### Your assignment
Below are entries; output exactly the lines from the one with "Target: wooden platform" to the one with "Target: wooden deck", both included, and nothing else.

[Records from a collection]
[Start of Attachment]

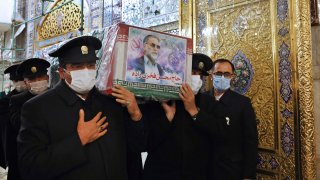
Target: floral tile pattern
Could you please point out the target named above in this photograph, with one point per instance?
(287, 139)
(243, 71)
(285, 72)
(282, 10)
(273, 163)
(286, 113)
(283, 32)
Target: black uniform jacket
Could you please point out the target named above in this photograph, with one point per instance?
(178, 150)
(234, 136)
(4, 122)
(49, 146)
(16, 103)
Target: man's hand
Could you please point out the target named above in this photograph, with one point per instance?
(188, 99)
(170, 110)
(90, 131)
(127, 99)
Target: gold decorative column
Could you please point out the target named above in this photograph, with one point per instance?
(302, 46)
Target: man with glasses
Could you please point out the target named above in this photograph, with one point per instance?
(146, 66)
(233, 130)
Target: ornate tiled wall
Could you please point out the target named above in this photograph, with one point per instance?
(161, 15)
(316, 89)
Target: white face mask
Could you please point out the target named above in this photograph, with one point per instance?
(20, 86)
(82, 80)
(196, 83)
(38, 87)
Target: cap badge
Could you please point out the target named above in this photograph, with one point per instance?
(34, 69)
(84, 49)
(201, 65)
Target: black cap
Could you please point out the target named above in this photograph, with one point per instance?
(78, 50)
(202, 63)
(12, 70)
(33, 67)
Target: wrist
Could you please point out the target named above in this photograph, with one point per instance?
(195, 115)
(194, 111)
(136, 116)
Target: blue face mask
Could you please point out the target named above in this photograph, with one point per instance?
(220, 83)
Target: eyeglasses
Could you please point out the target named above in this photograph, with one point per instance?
(154, 45)
(225, 74)
(82, 65)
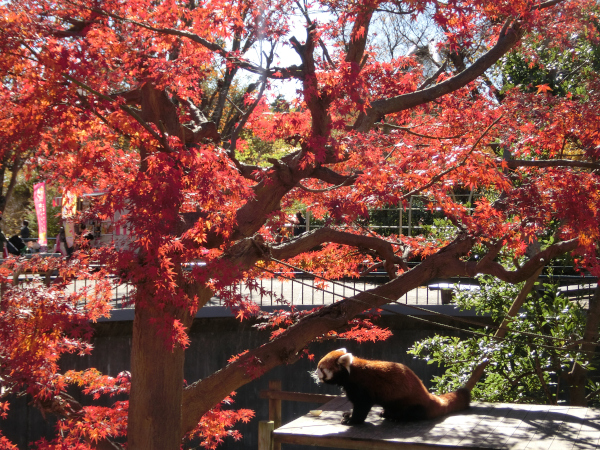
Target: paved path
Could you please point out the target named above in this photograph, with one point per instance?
(483, 426)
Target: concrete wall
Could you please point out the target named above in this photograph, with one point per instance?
(213, 342)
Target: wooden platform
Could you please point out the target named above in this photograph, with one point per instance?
(483, 426)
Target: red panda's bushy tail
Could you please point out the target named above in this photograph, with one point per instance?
(449, 403)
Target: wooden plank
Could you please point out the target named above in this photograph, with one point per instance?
(265, 435)
(483, 426)
(297, 396)
(275, 408)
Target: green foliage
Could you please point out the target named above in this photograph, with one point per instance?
(564, 71)
(529, 364)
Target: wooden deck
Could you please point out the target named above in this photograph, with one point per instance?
(483, 426)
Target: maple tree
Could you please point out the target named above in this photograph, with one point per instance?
(134, 98)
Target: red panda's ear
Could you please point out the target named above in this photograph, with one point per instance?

[End of Attachment]

### Reply to the exercise
Target: wooden platform
Could you please point out the target named above in this photograph, with one point per instance?
(483, 426)
Target: red panda's bushy tail
Could you please point out the target named above in this photograph, with one point per instance?
(449, 403)
Target: wooden plank
Could you please point out the target named above in this photograph, with one point per instance?
(265, 435)
(483, 426)
(297, 396)
(275, 408)
Target: green foliage
Could you please point out the target named above in this photograph, with one point per instance?
(564, 71)
(529, 364)
Target: wooden deck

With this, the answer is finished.